Goal of the exercise
After locating the line that contains "For each instance of the eagle's white" in the records below, write out exactly that line and each line after it through the one that contains "For each instance of the eagle's wing, drop", and nothing else.

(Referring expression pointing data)
/---

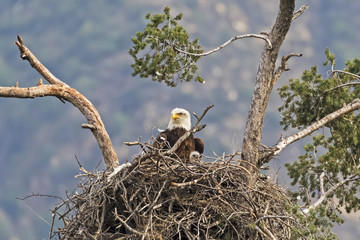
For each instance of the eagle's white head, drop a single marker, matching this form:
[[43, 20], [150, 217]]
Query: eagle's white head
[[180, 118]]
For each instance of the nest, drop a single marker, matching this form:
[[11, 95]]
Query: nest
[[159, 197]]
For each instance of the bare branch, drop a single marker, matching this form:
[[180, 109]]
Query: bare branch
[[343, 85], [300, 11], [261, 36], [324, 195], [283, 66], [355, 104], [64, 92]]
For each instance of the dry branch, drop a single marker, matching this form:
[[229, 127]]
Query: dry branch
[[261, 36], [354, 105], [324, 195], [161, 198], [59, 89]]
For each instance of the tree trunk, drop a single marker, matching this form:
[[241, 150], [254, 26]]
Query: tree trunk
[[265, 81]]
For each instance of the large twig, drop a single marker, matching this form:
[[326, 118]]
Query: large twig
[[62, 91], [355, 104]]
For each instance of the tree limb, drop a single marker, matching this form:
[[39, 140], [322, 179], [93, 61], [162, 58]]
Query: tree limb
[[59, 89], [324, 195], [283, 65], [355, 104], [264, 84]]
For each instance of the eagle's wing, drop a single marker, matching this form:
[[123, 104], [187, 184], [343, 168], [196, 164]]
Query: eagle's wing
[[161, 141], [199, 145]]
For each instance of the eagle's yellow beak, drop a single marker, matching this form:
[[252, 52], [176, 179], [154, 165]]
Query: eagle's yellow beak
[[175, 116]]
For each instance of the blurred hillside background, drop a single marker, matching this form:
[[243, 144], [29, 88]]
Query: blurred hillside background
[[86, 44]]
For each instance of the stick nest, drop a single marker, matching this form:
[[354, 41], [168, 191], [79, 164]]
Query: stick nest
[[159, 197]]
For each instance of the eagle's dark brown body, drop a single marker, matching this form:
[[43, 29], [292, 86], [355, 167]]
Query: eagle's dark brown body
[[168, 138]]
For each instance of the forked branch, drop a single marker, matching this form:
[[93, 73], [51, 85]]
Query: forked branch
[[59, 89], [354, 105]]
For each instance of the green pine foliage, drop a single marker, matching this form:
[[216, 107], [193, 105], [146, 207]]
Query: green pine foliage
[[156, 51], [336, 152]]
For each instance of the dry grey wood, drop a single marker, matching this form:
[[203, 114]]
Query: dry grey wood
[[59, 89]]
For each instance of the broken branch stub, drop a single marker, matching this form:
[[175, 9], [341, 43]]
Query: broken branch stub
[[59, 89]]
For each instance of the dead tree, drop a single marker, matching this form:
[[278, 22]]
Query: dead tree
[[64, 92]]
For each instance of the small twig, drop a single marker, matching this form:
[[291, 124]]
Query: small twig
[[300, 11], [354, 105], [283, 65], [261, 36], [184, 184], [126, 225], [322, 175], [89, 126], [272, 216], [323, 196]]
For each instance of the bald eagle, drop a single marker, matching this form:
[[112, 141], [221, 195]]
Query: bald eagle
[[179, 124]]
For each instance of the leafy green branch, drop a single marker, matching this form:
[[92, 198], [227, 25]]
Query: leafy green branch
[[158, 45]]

\---
/---

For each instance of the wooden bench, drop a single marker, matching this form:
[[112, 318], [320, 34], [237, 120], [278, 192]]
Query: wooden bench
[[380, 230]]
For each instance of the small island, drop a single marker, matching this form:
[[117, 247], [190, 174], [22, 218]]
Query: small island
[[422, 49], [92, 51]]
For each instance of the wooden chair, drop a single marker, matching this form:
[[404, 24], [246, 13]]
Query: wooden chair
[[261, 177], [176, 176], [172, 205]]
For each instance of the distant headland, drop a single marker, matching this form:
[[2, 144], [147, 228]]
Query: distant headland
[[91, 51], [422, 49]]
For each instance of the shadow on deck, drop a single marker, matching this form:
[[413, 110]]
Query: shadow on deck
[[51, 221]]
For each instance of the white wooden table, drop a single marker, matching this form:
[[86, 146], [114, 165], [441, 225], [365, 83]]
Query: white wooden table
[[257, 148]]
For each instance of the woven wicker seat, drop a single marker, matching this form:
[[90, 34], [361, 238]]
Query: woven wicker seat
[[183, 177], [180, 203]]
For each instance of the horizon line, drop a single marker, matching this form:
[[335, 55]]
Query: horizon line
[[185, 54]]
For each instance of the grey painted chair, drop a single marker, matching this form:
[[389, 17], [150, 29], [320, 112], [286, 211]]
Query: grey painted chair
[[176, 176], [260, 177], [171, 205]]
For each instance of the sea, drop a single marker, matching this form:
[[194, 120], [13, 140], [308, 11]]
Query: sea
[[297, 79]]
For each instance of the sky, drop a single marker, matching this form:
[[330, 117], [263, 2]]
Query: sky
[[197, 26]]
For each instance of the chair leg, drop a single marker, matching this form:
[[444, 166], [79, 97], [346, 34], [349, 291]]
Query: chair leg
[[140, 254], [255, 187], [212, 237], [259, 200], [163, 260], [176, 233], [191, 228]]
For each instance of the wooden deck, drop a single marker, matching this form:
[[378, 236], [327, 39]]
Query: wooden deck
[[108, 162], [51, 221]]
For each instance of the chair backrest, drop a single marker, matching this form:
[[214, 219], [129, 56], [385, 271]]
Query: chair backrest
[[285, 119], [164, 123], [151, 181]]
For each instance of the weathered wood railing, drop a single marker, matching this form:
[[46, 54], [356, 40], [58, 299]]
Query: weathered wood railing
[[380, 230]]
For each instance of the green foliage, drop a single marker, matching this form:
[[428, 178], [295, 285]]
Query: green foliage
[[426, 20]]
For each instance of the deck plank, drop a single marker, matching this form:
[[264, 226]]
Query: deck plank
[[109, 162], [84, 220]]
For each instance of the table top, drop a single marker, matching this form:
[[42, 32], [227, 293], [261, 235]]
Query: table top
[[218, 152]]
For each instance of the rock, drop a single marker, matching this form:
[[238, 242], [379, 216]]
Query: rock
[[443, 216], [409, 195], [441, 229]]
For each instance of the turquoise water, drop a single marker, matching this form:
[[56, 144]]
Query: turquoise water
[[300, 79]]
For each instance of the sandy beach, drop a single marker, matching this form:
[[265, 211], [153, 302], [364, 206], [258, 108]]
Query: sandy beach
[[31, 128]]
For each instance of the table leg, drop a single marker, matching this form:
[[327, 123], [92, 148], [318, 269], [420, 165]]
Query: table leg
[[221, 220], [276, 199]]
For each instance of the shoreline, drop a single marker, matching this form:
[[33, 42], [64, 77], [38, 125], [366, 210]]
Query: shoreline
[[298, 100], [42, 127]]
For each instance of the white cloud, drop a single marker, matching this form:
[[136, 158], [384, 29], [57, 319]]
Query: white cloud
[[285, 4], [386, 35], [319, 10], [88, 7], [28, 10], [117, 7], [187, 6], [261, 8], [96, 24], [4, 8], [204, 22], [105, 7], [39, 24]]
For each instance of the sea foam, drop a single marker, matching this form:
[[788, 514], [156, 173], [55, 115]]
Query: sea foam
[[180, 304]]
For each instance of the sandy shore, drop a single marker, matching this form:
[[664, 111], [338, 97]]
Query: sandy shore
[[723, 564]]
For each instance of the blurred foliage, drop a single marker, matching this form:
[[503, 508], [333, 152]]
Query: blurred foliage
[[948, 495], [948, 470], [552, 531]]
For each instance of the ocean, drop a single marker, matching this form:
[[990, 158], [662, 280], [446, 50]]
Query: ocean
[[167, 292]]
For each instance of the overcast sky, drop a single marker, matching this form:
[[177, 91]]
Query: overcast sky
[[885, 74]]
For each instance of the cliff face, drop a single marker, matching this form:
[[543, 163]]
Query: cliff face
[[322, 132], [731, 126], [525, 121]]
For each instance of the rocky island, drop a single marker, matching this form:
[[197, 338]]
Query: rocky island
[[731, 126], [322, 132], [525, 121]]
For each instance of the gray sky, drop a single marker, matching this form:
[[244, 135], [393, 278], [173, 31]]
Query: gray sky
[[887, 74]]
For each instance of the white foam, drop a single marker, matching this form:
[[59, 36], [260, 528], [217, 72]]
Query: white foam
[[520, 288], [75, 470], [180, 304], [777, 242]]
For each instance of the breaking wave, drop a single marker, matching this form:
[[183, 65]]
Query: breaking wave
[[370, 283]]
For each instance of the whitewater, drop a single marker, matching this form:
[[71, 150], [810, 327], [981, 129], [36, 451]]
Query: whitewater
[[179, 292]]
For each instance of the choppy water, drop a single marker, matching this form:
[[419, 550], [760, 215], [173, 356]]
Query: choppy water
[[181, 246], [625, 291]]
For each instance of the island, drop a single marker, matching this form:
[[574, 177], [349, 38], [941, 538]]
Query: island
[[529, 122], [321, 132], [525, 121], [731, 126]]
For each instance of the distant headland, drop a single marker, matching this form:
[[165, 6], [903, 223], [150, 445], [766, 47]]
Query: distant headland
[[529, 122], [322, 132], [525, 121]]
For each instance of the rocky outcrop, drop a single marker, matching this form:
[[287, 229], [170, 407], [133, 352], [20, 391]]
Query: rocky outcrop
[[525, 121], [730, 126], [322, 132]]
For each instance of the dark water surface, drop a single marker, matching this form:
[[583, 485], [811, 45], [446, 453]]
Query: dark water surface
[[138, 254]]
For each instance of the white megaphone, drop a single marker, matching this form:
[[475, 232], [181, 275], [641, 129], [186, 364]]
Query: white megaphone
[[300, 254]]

\---
/---

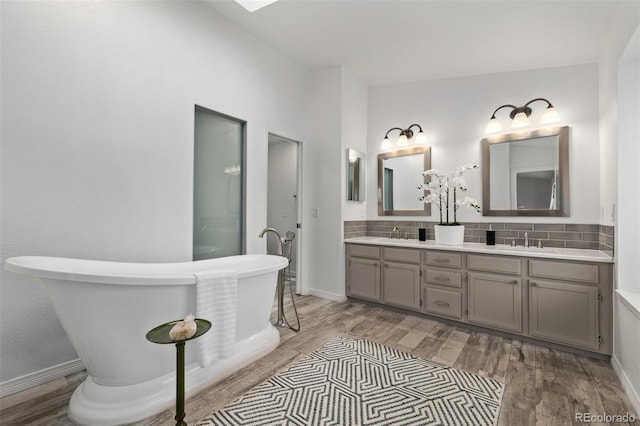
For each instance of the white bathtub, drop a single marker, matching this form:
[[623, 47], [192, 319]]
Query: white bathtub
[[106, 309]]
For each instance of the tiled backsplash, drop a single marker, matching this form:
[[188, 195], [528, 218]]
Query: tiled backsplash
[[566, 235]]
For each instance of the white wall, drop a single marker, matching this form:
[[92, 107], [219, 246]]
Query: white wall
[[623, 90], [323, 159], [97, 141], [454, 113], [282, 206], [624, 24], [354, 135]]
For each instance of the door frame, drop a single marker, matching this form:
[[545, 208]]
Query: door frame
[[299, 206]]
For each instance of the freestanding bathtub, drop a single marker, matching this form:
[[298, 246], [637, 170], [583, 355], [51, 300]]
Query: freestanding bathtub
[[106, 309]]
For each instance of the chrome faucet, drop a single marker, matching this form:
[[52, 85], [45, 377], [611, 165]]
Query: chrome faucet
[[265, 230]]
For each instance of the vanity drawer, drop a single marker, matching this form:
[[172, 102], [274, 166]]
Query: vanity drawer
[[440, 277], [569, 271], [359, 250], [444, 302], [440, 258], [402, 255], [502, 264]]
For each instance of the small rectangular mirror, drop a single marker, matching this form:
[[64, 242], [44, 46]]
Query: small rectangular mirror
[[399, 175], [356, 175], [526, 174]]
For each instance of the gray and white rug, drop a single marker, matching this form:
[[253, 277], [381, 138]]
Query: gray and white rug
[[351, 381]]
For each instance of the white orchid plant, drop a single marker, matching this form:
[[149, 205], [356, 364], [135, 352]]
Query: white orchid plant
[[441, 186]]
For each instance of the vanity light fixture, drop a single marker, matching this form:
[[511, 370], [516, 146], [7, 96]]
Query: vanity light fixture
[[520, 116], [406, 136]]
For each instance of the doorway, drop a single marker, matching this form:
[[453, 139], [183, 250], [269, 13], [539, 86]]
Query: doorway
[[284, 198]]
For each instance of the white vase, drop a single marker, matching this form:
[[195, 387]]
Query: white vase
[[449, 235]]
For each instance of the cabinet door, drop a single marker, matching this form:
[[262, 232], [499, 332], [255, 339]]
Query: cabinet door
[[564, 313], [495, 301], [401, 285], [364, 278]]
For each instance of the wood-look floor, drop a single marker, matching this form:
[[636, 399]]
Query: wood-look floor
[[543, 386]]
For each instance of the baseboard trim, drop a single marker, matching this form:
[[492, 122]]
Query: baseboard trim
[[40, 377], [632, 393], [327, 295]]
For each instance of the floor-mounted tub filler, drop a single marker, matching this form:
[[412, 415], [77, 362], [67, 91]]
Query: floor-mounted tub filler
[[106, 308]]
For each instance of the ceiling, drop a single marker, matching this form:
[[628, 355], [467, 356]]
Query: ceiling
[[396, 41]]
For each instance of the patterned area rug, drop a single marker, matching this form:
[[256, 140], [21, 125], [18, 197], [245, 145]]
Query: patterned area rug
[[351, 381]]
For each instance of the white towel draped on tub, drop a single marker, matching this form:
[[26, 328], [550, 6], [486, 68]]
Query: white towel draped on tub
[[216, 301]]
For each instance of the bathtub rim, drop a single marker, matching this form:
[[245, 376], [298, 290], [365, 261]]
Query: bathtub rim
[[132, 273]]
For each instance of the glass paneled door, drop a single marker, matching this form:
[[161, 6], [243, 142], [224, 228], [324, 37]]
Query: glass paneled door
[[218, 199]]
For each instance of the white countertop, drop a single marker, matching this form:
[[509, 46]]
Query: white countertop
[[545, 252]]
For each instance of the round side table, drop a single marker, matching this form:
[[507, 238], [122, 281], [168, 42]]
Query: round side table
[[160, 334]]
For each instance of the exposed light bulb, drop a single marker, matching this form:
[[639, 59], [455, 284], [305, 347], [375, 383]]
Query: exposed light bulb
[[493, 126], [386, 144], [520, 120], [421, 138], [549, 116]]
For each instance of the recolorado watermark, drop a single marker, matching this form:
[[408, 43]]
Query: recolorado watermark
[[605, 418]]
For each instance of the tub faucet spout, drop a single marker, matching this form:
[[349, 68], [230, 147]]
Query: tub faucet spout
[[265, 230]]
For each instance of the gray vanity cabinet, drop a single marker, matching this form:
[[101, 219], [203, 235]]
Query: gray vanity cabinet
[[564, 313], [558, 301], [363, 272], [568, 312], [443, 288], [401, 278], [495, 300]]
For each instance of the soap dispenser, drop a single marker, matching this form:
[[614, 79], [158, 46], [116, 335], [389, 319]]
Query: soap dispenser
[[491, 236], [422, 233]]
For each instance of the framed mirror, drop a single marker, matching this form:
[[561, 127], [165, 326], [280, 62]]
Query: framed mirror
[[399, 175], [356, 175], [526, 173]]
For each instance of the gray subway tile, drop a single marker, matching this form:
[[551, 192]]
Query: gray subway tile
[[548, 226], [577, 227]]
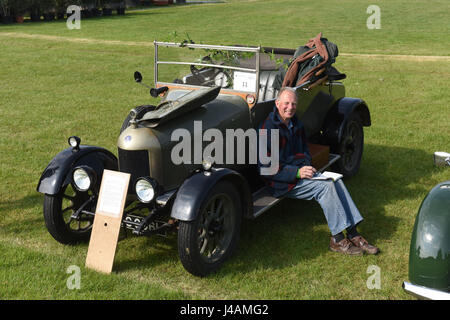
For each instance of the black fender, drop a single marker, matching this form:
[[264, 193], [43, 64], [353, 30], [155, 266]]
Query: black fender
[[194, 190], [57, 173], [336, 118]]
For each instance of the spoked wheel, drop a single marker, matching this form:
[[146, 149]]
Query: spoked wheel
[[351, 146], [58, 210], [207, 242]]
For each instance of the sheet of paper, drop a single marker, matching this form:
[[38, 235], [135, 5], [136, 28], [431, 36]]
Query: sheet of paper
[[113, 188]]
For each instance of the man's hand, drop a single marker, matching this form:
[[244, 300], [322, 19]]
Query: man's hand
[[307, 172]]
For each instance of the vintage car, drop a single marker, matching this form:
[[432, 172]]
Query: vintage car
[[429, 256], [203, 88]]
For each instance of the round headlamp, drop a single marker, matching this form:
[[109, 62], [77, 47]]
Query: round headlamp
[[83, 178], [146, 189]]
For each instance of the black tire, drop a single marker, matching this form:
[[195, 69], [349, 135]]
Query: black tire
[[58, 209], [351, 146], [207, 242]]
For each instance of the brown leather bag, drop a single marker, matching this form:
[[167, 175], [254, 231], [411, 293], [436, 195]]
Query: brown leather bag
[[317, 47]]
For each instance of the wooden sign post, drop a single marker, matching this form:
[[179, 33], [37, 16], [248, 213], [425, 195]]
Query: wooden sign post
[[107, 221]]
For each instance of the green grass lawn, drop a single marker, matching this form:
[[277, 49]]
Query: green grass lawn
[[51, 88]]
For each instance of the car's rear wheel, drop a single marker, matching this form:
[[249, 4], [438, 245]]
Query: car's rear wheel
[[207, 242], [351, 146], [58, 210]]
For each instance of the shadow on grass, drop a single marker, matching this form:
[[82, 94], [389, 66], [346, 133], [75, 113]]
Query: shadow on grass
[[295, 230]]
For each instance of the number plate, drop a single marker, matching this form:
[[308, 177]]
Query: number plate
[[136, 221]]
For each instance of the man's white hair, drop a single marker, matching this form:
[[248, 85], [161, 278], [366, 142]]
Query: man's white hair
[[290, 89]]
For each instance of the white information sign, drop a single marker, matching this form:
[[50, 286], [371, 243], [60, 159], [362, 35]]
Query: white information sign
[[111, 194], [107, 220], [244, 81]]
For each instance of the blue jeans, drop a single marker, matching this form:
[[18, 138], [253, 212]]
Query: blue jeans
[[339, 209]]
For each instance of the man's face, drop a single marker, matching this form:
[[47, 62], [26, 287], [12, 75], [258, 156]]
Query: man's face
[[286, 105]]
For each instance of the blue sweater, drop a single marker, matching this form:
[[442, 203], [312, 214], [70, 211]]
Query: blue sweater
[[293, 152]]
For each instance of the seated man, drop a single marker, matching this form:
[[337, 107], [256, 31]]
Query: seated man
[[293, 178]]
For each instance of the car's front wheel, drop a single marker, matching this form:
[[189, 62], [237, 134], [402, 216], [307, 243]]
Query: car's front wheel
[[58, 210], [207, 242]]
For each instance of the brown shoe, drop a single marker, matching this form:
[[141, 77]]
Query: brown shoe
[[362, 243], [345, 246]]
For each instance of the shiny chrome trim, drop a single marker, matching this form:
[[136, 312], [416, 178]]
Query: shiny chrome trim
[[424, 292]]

\---

Task output
For each instance of the eagle's white head, drop a single marker, matching this form:
[[43, 20], [150, 217]]
Query: eagle's white head
[[180, 118]]
For each instance of the nest, drop a single marker, matching this form:
[[11, 95]]
Query: nest
[[159, 197]]
For each instance of the bare branch, drop a single marker, matching this form:
[[180, 109]]
Query: bare branch
[[343, 85], [300, 11], [261, 36], [324, 195], [283, 66], [355, 104], [64, 92]]
For each instance of the dry branch, drop a single marker, matching this form:
[[229, 127]]
Query: dry branch
[[261, 36], [354, 105], [324, 195], [161, 198], [59, 89]]
For each instance of the tree trunk, drop a single marker, matching this form:
[[241, 150], [254, 26]]
Query: tree trunk
[[265, 81]]
For each instance of the large twig, drop a single marker, matching this form:
[[326, 118]]
Query: large twig
[[62, 91], [355, 104]]
For each instance of the tree limb, drop a single marker, matching this form:
[[39, 140], [322, 179], [93, 61], [162, 58]]
Query: tree limb
[[59, 89], [324, 195], [283, 65], [355, 104], [264, 84]]
For each instance of the eagle's wing, drop a single marker, matching this form:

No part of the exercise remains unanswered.